Excerpt from a dataset:
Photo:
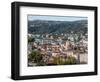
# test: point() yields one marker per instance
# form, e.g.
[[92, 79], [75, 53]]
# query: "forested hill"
[[42, 26]]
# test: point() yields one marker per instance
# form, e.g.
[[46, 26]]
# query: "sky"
[[55, 18]]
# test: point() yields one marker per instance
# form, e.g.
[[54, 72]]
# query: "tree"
[[35, 56]]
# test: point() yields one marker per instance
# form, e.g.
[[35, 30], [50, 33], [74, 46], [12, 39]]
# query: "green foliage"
[[35, 56], [31, 39], [71, 60]]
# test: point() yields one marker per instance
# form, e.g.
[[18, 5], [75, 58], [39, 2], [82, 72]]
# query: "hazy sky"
[[55, 18]]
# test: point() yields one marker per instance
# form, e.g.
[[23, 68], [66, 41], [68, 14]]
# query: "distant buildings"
[[74, 45]]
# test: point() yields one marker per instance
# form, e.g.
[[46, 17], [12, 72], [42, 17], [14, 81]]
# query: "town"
[[57, 49]]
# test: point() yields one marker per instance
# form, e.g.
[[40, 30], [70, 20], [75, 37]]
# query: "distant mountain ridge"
[[43, 26]]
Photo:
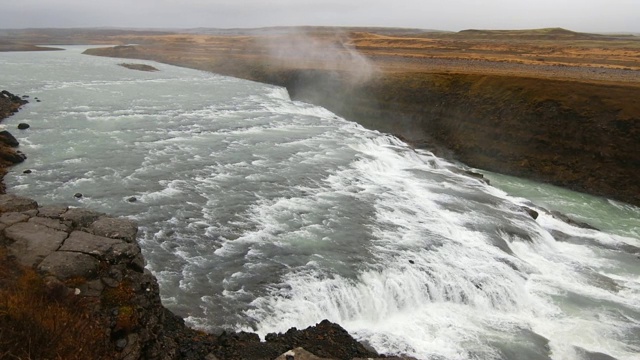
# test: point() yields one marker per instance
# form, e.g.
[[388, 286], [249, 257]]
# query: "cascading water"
[[259, 213]]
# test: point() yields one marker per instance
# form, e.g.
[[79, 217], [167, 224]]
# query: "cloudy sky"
[[579, 15]]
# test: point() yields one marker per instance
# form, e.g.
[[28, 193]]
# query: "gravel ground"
[[577, 73]]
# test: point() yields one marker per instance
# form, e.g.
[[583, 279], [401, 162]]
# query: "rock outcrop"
[[9, 104], [95, 257]]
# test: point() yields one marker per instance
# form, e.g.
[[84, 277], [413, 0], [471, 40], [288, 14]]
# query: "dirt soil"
[[549, 104]]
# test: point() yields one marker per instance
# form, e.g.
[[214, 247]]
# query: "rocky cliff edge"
[[96, 288]]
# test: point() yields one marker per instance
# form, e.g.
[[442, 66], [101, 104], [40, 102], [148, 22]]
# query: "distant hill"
[[546, 33]]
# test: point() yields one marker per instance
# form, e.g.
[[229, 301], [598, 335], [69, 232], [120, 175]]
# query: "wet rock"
[[81, 218], [86, 243], [9, 202], [534, 214], [477, 176], [8, 139], [31, 243], [560, 216], [11, 218], [327, 340], [121, 343], [91, 288], [12, 156], [299, 354], [66, 265], [51, 223], [54, 212], [115, 228]]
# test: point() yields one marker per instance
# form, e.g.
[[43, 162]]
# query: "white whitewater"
[[260, 213]]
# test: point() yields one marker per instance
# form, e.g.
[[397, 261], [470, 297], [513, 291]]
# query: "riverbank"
[[516, 104], [9, 105], [84, 271]]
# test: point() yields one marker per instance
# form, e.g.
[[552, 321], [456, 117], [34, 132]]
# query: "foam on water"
[[260, 213]]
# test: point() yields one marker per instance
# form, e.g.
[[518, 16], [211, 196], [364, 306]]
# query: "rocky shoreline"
[[85, 254], [85, 270], [9, 155], [573, 126]]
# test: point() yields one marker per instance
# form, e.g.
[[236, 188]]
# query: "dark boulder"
[[12, 156], [560, 216], [534, 214]]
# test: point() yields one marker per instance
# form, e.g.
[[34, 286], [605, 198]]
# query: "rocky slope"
[[9, 105], [90, 278], [93, 261]]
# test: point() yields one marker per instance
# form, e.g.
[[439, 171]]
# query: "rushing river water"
[[261, 213]]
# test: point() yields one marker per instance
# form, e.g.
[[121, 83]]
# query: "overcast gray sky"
[[579, 15]]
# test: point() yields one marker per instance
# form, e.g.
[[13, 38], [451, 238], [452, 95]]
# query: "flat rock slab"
[[33, 242], [51, 223], [115, 228], [102, 247], [83, 242], [53, 212], [13, 218], [66, 265], [13, 203]]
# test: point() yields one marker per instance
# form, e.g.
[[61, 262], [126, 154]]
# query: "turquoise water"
[[608, 215], [261, 213]]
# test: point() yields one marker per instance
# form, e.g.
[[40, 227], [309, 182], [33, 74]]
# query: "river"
[[260, 213]]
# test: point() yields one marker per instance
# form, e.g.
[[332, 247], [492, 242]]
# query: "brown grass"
[[38, 321]]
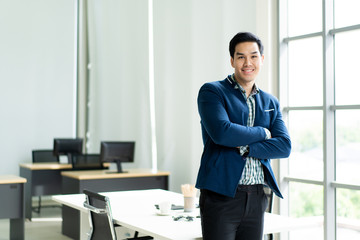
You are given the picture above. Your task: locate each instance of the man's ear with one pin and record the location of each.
(232, 62)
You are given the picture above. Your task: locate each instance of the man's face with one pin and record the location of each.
(247, 62)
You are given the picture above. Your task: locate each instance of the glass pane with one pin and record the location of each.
(347, 78)
(348, 146)
(346, 13)
(304, 19)
(306, 128)
(305, 72)
(306, 200)
(348, 214)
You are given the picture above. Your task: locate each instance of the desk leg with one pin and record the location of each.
(17, 229)
(26, 173)
(84, 225)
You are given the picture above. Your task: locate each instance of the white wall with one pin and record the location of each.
(36, 77)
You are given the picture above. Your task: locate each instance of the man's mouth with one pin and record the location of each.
(247, 71)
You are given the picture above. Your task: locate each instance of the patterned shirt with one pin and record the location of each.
(253, 172)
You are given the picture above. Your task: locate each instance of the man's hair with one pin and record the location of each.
(244, 37)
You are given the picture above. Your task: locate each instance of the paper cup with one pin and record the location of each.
(189, 204)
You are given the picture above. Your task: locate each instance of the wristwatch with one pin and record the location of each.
(246, 153)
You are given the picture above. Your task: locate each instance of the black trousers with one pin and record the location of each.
(240, 218)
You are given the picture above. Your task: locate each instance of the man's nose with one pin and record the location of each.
(247, 61)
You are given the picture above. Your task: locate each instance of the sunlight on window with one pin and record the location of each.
(346, 12)
(347, 78)
(304, 16)
(306, 129)
(348, 146)
(305, 72)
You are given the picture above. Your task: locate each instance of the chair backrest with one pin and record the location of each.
(86, 162)
(45, 155)
(269, 195)
(101, 222)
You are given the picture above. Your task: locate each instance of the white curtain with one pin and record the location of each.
(190, 48)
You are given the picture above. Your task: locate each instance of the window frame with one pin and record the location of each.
(328, 107)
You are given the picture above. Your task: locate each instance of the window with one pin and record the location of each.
(319, 92)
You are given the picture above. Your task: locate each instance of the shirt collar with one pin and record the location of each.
(236, 85)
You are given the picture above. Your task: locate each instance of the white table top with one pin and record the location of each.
(135, 210)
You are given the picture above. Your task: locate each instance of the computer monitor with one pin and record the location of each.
(68, 147)
(86, 162)
(117, 152)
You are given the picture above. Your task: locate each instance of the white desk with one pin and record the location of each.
(135, 210)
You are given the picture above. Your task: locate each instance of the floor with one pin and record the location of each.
(45, 226)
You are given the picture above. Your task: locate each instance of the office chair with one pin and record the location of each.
(101, 222)
(44, 155)
(269, 195)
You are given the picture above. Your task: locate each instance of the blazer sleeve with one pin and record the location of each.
(278, 146)
(215, 119)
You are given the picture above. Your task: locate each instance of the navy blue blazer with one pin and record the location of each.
(224, 113)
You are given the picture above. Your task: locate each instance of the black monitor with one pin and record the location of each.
(117, 152)
(86, 162)
(68, 147)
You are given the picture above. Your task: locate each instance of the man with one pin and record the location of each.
(242, 129)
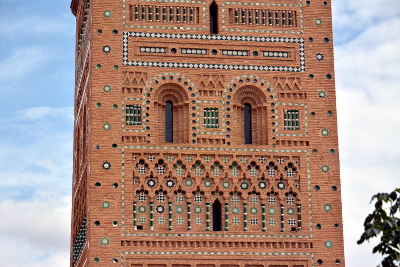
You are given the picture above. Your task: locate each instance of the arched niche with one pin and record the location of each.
(250, 108)
(177, 118)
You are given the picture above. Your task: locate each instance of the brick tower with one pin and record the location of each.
(205, 135)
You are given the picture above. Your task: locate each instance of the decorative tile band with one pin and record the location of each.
(275, 54)
(123, 253)
(299, 41)
(194, 51)
(216, 149)
(235, 52)
(144, 49)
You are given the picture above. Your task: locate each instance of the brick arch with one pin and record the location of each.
(260, 95)
(252, 95)
(171, 92)
(175, 94)
(249, 94)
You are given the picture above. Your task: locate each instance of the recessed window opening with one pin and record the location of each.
(216, 215)
(213, 18)
(247, 124)
(169, 129)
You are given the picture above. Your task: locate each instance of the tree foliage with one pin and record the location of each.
(383, 223)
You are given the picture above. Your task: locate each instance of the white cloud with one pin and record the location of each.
(367, 68)
(34, 25)
(36, 232)
(38, 142)
(353, 17)
(22, 62)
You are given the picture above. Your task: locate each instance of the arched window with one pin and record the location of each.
(213, 18)
(250, 106)
(216, 215)
(172, 105)
(247, 124)
(169, 122)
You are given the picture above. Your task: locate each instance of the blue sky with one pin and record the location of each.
(36, 122)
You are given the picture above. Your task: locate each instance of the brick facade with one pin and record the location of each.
(210, 197)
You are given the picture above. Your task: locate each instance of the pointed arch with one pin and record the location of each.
(213, 18)
(251, 111)
(217, 215)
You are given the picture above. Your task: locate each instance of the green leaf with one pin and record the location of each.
(368, 219)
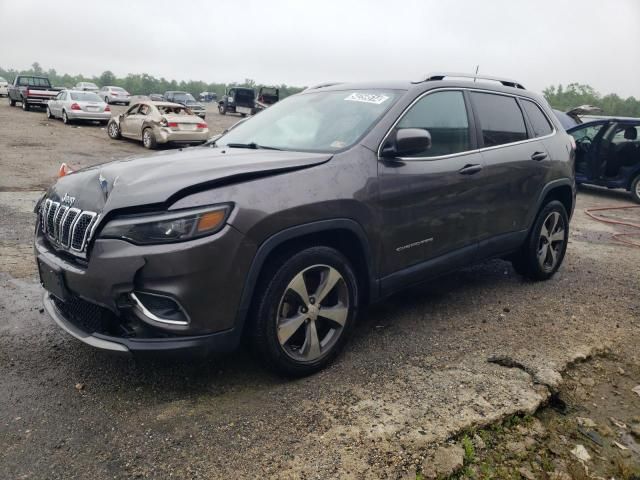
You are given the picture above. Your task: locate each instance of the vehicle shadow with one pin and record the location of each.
(604, 192)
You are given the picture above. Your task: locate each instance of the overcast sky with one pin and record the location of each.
(303, 42)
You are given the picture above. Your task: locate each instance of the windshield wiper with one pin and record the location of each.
(252, 145)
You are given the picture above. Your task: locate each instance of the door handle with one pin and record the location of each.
(470, 169)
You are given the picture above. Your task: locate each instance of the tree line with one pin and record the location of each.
(560, 97)
(575, 94)
(141, 84)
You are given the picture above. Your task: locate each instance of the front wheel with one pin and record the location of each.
(635, 189)
(149, 139)
(306, 306)
(545, 247)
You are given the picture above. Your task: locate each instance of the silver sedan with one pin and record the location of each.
(70, 105)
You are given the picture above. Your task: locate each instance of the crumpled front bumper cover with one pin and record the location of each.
(201, 344)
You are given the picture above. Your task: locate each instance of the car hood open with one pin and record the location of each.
(161, 179)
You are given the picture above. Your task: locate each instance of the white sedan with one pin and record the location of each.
(70, 105)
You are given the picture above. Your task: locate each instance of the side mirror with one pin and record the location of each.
(408, 141)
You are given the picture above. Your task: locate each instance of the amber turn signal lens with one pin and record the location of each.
(210, 221)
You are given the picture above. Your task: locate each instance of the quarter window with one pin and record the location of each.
(500, 118)
(537, 118)
(444, 115)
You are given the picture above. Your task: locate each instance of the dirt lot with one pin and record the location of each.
(427, 374)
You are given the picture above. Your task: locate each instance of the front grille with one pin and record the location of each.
(87, 316)
(67, 228)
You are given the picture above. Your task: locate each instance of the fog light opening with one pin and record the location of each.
(159, 308)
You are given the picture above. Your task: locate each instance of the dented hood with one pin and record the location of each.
(164, 177)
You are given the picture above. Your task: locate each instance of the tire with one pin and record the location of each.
(277, 305)
(543, 251)
(635, 189)
(113, 130)
(149, 139)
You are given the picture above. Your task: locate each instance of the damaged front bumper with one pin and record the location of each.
(131, 298)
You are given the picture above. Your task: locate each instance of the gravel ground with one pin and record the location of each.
(422, 367)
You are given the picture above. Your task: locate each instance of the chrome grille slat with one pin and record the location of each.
(67, 228)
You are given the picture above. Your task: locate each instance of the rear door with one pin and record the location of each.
(129, 121)
(428, 201)
(516, 163)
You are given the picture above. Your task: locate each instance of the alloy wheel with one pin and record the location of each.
(551, 241)
(312, 313)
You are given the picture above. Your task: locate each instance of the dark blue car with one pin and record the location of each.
(608, 153)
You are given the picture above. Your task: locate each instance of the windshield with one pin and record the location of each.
(317, 122)
(85, 97)
(169, 110)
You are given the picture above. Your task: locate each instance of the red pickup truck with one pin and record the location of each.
(30, 90)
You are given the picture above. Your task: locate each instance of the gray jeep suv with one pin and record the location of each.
(284, 227)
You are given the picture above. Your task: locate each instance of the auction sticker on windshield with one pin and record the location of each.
(367, 98)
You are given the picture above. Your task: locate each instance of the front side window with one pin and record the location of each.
(537, 118)
(500, 118)
(444, 115)
(85, 97)
(317, 121)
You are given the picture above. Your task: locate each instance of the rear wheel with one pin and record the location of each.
(149, 139)
(635, 189)
(113, 130)
(306, 306)
(543, 252)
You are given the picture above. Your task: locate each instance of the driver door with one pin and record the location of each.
(430, 202)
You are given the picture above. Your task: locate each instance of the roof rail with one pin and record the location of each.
(322, 85)
(504, 81)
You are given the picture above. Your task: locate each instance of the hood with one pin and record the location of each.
(163, 178)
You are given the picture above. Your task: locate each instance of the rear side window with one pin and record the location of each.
(537, 118)
(444, 115)
(500, 118)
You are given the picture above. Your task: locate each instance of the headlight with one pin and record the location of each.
(168, 227)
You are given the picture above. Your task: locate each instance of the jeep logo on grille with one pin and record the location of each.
(68, 199)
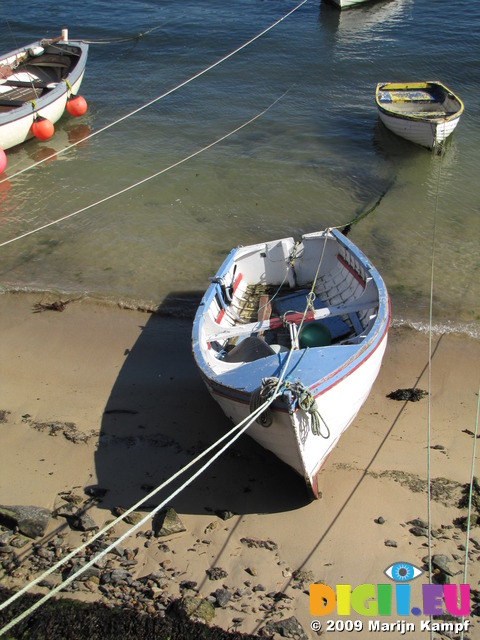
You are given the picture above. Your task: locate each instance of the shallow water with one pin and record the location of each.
(318, 157)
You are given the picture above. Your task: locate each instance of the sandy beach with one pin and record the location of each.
(98, 396)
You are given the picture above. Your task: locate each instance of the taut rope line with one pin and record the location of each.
(470, 494)
(239, 428)
(140, 182)
(163, 95)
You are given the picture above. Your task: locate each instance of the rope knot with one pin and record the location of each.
(260, 396)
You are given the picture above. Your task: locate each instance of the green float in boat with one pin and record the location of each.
(314, 334)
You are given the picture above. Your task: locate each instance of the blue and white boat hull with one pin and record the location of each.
(335, 378)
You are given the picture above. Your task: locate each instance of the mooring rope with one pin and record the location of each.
(235, 432)
(163, 95)
(239, 428)
(430, 352)
(470, 498)
(144, 180)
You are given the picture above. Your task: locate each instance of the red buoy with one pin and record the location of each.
(3, 160)
(42, 128)
(76, 106)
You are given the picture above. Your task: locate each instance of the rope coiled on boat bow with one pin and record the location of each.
(305, 400)
(261, 395)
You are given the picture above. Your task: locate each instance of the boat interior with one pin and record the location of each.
(237, 309)
(29, 75)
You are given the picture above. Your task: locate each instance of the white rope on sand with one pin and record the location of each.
(239, 428)
(163, 95)
(235, 432)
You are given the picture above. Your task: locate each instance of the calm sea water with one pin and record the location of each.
(318, 157)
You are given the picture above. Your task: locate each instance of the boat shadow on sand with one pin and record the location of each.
(160, 416)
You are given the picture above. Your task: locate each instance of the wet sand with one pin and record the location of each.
(130, 409)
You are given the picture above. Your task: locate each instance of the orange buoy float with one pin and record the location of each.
(42, 128)
(76, 106)
(3, 160)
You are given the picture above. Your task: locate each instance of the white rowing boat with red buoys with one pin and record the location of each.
(306, 321)
(37, 83)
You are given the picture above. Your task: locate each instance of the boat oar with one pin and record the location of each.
(294, 317)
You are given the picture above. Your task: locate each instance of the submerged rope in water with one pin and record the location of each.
(163, 95)
(140, 182)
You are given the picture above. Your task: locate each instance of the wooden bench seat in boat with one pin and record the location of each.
(296, 302)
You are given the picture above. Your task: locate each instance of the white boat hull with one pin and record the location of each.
(426, 134)
(320, 383)
(58, 84)
(18, 131)
(345, 4)
(425, 113)
(290, 437)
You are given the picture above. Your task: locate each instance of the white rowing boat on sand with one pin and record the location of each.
(313, 315)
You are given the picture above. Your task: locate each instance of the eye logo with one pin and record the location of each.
(403, 572)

__Problem to solve__. Only the lines from the one containing "rowing boat with" to the end of the records should be repeated, exactly as they appear.

__The completed task__.
You are given the picture above. Your task: locate each instance of the white rowing boat with red buoys with one pin and record the location of each.
(306, 321)
(37, 83)
You are given the picture above. Your task: locate each instance of the boat oar with one pin and record the location of each.
(294, 317)
You are given the picture above. Your task: locate each instance of the submerged rope in water with one pin and record the location of each.
(163, 95)
(140, 182)
You are given the picture above. Your task: locate each instance of the wooden bench seat in boat with one pin and record the location of each.
(296, 302)
You are given the picture above. Your task: locate each instance of the white boat hull with one pin and record the location of each.
(426, 134)
(320, 383)
(58, 84)
(18, 131)
(345, 4)
(425, 113)
(290, 437)
You are given the picture above. Your task: locate each instance of the white rowing boat on sand with one pin and record the location of each.
(313, 315)
You are given the picture above. Your task: locate each instance of the eye logo with one pin and record the location of each.
(403, 572)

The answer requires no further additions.